→ **REQUIRED TASKS**
a: In the article on the film Qaid, whose house does the orphan girl work in as a maidservant?
b: Write the next part of the article on the film Qaid, picking up right after its last sentence.

→ **EXCERPT TO READ**
- Directed by: Atma Ram
- Produced by: Atma Ram
- Starring: Vinod Khanna Leena Chandavarkar Kamini Kaushal
- Music by: Nitin Mangesh
- Release date: 21 May 1975;
- Running time: 2 hours 10 min
- Country: India
- Language: Hindi

= Qaid (film) =

Qaid is a 1975 Hindi thriller drama film produced and directed by Atma Ram. The film stars Vinod Khanna, Leena Chandavarkar, Kamini Kaushal, Nazir Hussain, Mehmood, Keshto Mukherjee and K. N. Singh.

==Plot==
The movie revolves with the life of an orphan girl of a millionaire. She works as maidservant in the house of Advocate Jai Saxena. Suddenly she informs the advocate that someone is trying to kill her and her family and friends can not recognise her. Jai wants to give her shelter. Next day police arrives there and tell that this woman's real name is Ragini, a killer.

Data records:
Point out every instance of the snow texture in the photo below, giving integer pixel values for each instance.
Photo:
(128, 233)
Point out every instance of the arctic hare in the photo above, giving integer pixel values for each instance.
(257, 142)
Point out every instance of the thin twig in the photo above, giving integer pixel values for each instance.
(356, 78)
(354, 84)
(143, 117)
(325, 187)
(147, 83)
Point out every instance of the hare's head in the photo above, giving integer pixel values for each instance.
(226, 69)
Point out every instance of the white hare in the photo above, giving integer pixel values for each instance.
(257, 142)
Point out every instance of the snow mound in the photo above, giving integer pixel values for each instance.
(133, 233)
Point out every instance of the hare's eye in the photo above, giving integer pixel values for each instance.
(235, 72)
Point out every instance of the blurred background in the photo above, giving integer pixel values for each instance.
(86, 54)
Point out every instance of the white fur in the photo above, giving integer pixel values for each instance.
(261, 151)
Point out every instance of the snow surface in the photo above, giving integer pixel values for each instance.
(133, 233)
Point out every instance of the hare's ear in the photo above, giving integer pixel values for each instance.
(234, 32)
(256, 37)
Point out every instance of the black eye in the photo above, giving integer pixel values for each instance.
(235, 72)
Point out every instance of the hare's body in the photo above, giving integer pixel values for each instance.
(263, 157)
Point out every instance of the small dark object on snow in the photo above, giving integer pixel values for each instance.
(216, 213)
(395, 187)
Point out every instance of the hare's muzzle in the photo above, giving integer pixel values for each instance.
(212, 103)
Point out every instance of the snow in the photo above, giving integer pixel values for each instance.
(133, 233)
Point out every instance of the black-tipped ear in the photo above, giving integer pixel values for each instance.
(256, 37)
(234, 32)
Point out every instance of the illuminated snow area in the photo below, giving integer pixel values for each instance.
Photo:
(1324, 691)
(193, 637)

==

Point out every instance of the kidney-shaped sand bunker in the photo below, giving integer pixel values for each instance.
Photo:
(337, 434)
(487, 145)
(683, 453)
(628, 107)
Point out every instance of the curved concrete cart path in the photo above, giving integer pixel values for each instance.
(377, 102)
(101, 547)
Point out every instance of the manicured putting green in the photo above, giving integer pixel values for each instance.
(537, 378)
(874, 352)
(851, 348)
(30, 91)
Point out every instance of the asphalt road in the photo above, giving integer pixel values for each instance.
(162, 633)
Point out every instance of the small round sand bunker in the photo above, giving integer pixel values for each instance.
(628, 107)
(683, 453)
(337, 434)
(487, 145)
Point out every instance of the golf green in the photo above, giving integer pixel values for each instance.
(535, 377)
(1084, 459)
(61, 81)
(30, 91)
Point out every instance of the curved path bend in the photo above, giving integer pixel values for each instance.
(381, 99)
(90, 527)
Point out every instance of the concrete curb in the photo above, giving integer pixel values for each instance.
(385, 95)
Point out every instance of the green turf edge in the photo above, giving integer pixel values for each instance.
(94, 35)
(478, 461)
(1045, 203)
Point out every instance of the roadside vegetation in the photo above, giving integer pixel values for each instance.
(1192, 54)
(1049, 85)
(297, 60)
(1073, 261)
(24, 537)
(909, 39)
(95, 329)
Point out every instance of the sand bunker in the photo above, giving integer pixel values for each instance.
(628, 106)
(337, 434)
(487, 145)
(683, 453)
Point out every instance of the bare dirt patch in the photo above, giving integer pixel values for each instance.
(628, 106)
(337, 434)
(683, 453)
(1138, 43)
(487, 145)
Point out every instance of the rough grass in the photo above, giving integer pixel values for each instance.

→ **ANSWERS FOR THE EXERCISE**
a: Advocate Jai Saxena's house.

b:
==Cast==
- Vinod Khanna as Advocate Jai Saxena
- Leena Chandavarkar as Preet
- Jayshree T. as Julie
- Mehmood as Bajrangi
- Kamini Kaushal as Mrs. Saxena
- Nazir Hussain as Rai Bahadur Tulsinath
- Keshto Mukherjee as Kanhaiyalal
- Satyendra Kapoor as Inspector L.G. Kaushik
- K. N. Singh as Dr. Trivedi
- Sajjan as Mr. Verma
- Rajesh Behl as Rakesh
- Mridula Rani as Sarita's Mother
- Sameer Khan as Heera

== Soundtrack ==
All songs were composed by Nitin–Mangesh and written by Maya Govind.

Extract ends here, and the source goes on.